• _What is needed_: Pick up the interview transcript at the point where it stops and continue it.

And there's a lot of that, which I saw across the board, which really impressed me.
Hanna (19:26): I think people in our industry are most creative, but also resilient and watching them surviving and, and, and, and being so creative. It just makes us feel so grateful to be in our industry and being part of that community. So we agree with you a hundred percent.
Michael (19:44): All right. Now let's get to something close to our hearts. Uh, we believe that, uh, your favorite cocktail is the Sazerac. So if you have to choose a historical figure to share one with who would that be and why?
Hanna (19:58): But also, how about if you have to choose one person from our industry, who would that be?

[Region pointing data]
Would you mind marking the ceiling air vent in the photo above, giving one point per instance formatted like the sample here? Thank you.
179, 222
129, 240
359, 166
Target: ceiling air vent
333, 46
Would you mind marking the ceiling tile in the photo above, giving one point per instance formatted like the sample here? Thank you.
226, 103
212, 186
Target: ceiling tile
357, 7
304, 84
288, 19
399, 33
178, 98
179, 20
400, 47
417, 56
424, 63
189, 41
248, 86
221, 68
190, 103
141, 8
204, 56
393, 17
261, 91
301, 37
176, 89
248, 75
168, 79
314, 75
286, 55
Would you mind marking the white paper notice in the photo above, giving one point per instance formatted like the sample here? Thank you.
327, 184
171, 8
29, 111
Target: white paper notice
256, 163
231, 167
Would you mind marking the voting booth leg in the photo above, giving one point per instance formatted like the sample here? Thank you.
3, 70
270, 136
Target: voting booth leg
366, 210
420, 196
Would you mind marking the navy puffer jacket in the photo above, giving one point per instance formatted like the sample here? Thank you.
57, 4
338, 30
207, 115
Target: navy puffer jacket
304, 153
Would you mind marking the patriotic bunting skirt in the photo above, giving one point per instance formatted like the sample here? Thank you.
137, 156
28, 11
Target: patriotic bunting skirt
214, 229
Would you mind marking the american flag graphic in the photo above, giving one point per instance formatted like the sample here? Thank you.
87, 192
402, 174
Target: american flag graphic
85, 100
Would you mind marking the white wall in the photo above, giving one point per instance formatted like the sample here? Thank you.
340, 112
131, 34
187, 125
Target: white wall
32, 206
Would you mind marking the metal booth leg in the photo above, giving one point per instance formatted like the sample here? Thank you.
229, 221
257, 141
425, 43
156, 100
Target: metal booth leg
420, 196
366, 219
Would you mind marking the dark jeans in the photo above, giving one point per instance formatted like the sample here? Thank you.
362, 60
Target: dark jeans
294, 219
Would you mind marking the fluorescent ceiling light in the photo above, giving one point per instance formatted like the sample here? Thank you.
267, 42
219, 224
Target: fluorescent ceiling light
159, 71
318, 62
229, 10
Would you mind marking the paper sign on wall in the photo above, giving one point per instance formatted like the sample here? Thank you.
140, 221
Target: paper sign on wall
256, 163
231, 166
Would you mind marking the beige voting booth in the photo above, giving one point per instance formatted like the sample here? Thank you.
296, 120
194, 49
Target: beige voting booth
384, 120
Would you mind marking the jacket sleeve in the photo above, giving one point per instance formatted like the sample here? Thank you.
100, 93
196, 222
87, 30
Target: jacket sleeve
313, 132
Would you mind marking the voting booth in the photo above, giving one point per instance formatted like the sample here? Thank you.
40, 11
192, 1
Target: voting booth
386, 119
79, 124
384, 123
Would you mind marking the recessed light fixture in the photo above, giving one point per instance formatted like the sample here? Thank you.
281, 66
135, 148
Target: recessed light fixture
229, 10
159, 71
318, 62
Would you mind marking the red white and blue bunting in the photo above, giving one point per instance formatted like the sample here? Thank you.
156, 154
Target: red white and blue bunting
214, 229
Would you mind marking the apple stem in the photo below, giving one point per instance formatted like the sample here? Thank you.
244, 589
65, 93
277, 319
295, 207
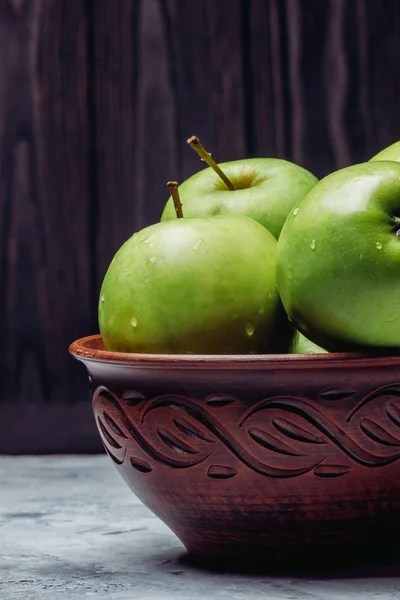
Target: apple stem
173, 188
195, 143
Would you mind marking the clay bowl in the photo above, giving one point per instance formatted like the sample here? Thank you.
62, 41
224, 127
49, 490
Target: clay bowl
256, 456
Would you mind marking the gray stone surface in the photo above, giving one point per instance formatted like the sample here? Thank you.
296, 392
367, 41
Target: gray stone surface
70, 528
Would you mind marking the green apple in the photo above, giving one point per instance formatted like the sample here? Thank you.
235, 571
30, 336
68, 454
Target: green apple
195, 286
338, 259
302, 345
390, 153
264, 189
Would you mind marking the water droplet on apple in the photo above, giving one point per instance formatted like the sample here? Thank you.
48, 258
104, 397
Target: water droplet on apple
391, 318
198, 244
250, 329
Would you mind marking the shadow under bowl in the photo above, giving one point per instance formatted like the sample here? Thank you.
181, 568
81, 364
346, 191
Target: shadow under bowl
256, 457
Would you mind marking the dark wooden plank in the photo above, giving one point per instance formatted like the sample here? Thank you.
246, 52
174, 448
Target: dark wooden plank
207, 69
46, 260
135, 120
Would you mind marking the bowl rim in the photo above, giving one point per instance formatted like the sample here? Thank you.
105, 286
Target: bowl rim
82, 349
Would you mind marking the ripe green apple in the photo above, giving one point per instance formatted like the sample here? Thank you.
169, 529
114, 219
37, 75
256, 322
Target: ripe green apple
390, 153
302, 345
266, 189
195, 286
338, 259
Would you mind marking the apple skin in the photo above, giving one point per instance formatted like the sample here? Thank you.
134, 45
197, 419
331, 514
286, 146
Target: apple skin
266, 191
338, 260
390, 153
192, 286
302, 345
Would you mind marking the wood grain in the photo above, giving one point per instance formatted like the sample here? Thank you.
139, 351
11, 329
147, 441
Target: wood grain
97, 98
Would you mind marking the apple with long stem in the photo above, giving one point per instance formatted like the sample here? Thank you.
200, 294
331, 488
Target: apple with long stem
195, 286
264, 189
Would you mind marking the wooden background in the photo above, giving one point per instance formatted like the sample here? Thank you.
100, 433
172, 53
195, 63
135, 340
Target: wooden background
97, 98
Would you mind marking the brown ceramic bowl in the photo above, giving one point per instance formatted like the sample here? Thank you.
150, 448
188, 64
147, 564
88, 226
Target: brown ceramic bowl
255, 455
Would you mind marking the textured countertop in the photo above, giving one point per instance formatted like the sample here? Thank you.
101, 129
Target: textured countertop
70, 528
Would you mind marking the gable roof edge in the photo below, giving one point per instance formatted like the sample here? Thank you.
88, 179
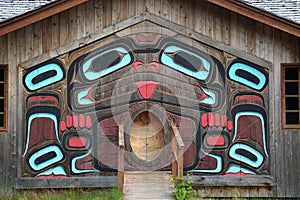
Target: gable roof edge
37, 15
259, 15
146, 16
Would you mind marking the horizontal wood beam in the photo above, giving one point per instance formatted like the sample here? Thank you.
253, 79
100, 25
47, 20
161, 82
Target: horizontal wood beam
234, 181
37, 15
259, 15
71, 182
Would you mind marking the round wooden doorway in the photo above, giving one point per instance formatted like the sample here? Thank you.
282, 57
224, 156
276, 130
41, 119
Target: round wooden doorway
147, 136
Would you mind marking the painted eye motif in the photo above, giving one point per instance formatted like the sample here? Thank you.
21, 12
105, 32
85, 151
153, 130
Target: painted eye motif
103, 63
186, 61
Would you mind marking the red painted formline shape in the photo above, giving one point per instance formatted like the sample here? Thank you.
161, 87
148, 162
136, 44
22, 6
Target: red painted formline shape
204, 120
146, 88
41, 98
215, 140
238, 174
77, 142
75, 121
53, 176
211, 119
248, 98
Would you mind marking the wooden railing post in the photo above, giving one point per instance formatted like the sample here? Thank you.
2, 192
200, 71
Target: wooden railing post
121, 158
178, 150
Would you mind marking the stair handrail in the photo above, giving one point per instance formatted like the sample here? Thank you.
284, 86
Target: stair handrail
178, 150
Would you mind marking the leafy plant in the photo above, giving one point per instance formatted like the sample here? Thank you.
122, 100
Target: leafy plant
183, 189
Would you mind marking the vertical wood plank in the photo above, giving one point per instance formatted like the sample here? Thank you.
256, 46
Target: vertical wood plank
157, 7
165, 9
37, 38
132, 8
21, 41
63, 27
47, 35
116, 11
89, 17
269, 35
107, 13
208, 20
124, 10
296, 163
225, 27
72, 28
13, 59
174, 11
98, 15
3, 49
288, 162
150, 6
183, 13
217, 24
191, 14
80, 21
140, 7
55, 31
199, 16
251, 44
29, 42
233, 30
242, 33
279, 165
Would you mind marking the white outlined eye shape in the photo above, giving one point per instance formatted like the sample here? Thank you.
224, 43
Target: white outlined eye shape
106, 62
186, 61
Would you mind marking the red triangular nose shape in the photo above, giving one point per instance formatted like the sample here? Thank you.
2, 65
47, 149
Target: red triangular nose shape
146, 88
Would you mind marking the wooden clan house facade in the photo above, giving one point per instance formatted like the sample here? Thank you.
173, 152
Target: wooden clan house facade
90, 88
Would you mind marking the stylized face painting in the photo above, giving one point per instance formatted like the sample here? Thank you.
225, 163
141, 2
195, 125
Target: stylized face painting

• _Answer space_:
Wayne (20:06): Let's see here, a historic figure. I love to meet up with E.B White, a writer for the New Yorker who had a farm here in Maine and whose writing has never gone out of date. This stuff is just stays so current. And I think a lot of people know about him from his children's books, Charlotte's Web and and others, but his New Yorker writing is extraordinary. And it just impresses me so much. It always feels current. If he’s writing about world war II, he could be writing about the Iraq war and the Americans response to it. So he'd be the one. I would just love to have a drink with him. And for an industry person, I would have to say Mark Brown at the Sazerac company who also fascinates me. I think he's one of the brightest people in the industry and he's funny. He's got a good 30,000 foot view of what's going on. And I'd love to pick his brain a little bit more about what, where he sees things evolving and where things are headed. So maybe someday the three, four of us can get together for that.
Hanna (21:17): Wouldn’t that be great?
Michael (21:18): In New Orleans preferable.
Hanna (21:20): Speaking of New Orleans and travels, if you have to choose one country, uh, international destination, where would that be? And why?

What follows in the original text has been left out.